[Referring expression grounding data]
◆ ◆ ◆ ◆ ◆ ◆ ◆

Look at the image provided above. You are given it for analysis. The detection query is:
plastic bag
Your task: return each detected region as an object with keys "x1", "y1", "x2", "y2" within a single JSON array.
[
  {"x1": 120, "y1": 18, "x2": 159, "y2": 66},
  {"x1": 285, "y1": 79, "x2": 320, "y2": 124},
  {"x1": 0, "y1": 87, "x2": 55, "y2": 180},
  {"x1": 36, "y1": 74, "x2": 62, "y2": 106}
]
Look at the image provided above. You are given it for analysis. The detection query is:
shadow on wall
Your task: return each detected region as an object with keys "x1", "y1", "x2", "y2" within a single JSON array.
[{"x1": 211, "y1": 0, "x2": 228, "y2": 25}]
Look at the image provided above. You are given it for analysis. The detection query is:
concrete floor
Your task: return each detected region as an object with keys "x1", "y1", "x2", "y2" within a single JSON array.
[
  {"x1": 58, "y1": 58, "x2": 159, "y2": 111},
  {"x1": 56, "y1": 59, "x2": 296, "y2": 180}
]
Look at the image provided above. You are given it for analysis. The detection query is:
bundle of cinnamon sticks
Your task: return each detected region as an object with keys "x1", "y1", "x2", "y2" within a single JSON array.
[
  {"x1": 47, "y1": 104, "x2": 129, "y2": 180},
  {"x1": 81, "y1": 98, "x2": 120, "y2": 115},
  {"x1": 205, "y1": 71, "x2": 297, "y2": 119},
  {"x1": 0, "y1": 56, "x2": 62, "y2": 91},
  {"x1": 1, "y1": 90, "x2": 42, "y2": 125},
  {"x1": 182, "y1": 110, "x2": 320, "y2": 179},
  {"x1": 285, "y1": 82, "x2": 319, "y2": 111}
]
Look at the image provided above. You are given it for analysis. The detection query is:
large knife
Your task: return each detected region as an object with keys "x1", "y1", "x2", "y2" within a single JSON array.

◆ ◆ ◆ ◆ ◆ ◆ ◆

- _Task_: Every entry is to be copied exactly, with none omitted.

- _Result for this task_:
Look at the image provided above. You are given it for analysis. The detection query is:
plastic bag
Your task: return each detected region as an object with keys "x1", "y1", "x2", "y2" within a single JSON array.
[
  {"x1": 120, "y1": 18, "x2": 159, "y2": 66},
  {"x1": 285, "y1": 79, "x2": 320, "y2": 124},
  {"x1": 0, "y1": 87, "x2": 55, "y2": 180},
  {"x1": 36, "y1": 74, "x2": 62, "y2": 106}
]
Look at the image provided above. You are given it for analysis. The detection query is:
shadow on wall
Your task: return each detected region as an object with keys "x1", "y1", "x2", "y2" within a single JSON array.
[{"x1": 211, "y1": 0, "x2": 228, "y2": 25}]
Look at the image provided above. You are given it for analysis. The detection query is:
concrete floor
Your task: return each detected region as an object with keys "x1", "y1", "x2", "y2" within a single JSON array.
[
  {"x1": 58, "y1": 58, "x2": 159, "y2": 111},
  {"x1": 56, "y1": 59, "x2": 296, "y2": 180}
]
Look at the image provided above. You are given it for analysis. The detection query is:
bundle of cinnamon sticks
Your task: return each detected region as an object with keys "x1", "y1", "x2", "y2" within a single JSON array.
[
  {"x1": 47, "y1": 104, "x2": 129, "y2": 180},
  {"x1": 81, "y1": 98, "x2": 120, "y2": 115},
  {"x1": 205, "y1": 71, "x2": 297, "y2": 119},
  {"x1": 0, "y1": 56, "x2": 62, "y2": 91},
  {"x1": 1, "y1": 90, "x2": 42, "y2": 125},
  {"x1": 182, "y1": 110, "x2": 320, "y2": 179},
  {"x1": 285, "y1": 82, "x2": 319, "y2": 111}
]
Look at the image provided above. You are given it for analysis. The detection query is:
large knife
Your task: return each detected region as an object with keys "x1", "y1", "x2", "y2" within a single JSON array.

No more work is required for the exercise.